## JOB:
Please print all of the material below, word for word.

____ SUPPLIED INFORMATION

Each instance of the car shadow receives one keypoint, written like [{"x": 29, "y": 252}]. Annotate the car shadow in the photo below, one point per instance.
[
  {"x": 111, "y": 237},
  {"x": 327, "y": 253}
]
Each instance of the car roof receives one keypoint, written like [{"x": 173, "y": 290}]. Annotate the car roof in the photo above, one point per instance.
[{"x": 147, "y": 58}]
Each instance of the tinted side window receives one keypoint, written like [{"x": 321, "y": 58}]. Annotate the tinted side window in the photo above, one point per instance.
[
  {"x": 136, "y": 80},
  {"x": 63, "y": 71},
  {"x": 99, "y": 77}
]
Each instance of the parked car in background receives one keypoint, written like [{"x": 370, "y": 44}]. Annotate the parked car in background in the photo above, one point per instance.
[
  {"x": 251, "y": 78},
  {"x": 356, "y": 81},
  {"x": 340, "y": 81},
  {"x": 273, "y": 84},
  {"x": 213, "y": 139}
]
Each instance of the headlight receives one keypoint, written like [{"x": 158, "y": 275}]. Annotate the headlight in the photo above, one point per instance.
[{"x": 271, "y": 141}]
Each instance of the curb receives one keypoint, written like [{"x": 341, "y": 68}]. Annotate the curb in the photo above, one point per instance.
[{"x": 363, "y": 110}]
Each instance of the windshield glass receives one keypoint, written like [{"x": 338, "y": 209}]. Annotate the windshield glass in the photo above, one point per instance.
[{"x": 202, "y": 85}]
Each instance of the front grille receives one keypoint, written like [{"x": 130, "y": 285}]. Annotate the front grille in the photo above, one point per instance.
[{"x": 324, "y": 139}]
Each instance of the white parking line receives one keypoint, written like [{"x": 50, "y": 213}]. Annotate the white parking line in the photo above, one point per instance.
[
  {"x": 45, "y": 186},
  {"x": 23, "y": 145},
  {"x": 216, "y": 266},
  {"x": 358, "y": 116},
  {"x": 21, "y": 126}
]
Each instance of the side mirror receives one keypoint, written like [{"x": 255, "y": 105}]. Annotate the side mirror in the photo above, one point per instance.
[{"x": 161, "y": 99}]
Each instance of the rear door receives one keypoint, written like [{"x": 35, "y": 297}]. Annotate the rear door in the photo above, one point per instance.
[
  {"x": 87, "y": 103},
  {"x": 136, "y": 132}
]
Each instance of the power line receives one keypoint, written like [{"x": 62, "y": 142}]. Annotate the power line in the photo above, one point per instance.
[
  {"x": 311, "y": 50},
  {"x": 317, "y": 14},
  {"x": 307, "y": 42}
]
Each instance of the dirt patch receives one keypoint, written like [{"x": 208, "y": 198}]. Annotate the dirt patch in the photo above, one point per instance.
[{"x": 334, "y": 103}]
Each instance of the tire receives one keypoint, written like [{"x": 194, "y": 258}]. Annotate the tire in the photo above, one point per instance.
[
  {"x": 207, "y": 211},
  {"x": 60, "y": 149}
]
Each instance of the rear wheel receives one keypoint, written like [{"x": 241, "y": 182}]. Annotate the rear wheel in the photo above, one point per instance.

________

## SOLUTION:
Each instance of the car shadow receives one keypoint, written like [{"x": 29, "y": 252}]. Annotate the car shadow in the photo below, one point per instance.
[
  {"x": 111, "y": 237},
  {"x": 327, "y": 253}
]
Each instance of the car roof receives one keypoint, written like [{"x": 173, "y": 290}]. Annotate the car roof in the photo above, one point per instance.
[{"x": 147, "y": 58}]
Each instance of the tinted side window receives one keypoint, written like [{"x": 321, "y": 58}]. Annotate the tinted side window in the photo above, one point per instance.
[
  {"x": 136, "y": 80},
  {"x": 63, "y": 71},
  {"x": 99, "y": 77}
]
Each instance of the parked car in background receives one keypoint, written like [{"x": 370, "y": 44}]. Annotate the parked car in background in the photo above, one point per instance.
[
  {"x": 251, "y": 78},
  {"x": 356, "y": 81},
  {"x": 340, "y": 81},
  {"x": 273, "y": 84},
  {"x": 213, "y": 139}
]
Each instance of the headlight receives one keypoint, written like [{"x": 158, "y": 275}]. Annotate the headlight in the photo above, one point per instance.
[{"x": 271, "y": 141}]
Each instance of the curb receives one keypoint, written like [{"x": 341, "y": 68}]. Annotate the curb in the photo above, one point per instance.
[{"x": 363, "y": 110}]
Each instance of the windshield glass receives one keypoint, written like [{"x": 338, "y": 209}]. Annotate the windshield glass in the photo above, one point per instance.
[{"x": 202, "y": 85}]
Each instance of the front grille receives one keypoint, written like [{"x": 130, "y": 285}]. Annotate the front grille in the photo above, one point per instance.
[{"x": 324, "y": 139}]
Each instance of the white parking line receives one keypoint, written like [{"x": 50, "y": 213}]. Annotate the white parking line in the photo above, one point per instance.
[
  {"x": 45, "y": 186},
  {"x": 23, "y": 145},
  {"x": 216, "y": 266},
  {"x": 358, "y": 116},
  {"x": 21, "y": 126}
]
Each instance of the side mirror receives one keypoint, written like [{"x": 255, "y": 105}]. Annotate the side mirror in the photo above, one point per instance.
[{"x": 161, "y": 99}]
Each instance of the rear door receives one keypoint, written like [{"x": 35, "y": 297}]. Annotate the rear door in the photo above, one point per instance.
[
  {"x": 87, "y": 103},
  {"x": 136, "y": 132}
]
Each instance of the power line receives one keypoint, written like [{"x": 62, "y": 142}]. Annotate the power line in the photo above, one point per instance.
[
  {"x": 311, "y": 50},
  {"x": 317, "y": 14},
  {"x": 307, "y": 42}
]
Each instance of the dirt patch receives one keypoint, written like [{"x": 208, "y": 198}]. Annotate the dirt patch in the photo above, one point per instance.
[{"x": 334, "y": 103}]
Each instance of the tire receives one keypoint, written like [{"x": 194, "y": 258}]. Annotate the tire in the photo above, one point per instance.
[
  {"x": 207, "y": 211},
  {"x": 60, "y": 149}
]
Each instance of the rear wheel receives one keypoint, written like [{"x": 241, "y": 182}]. Annotate the rear wheel in the photo above, one point per instance.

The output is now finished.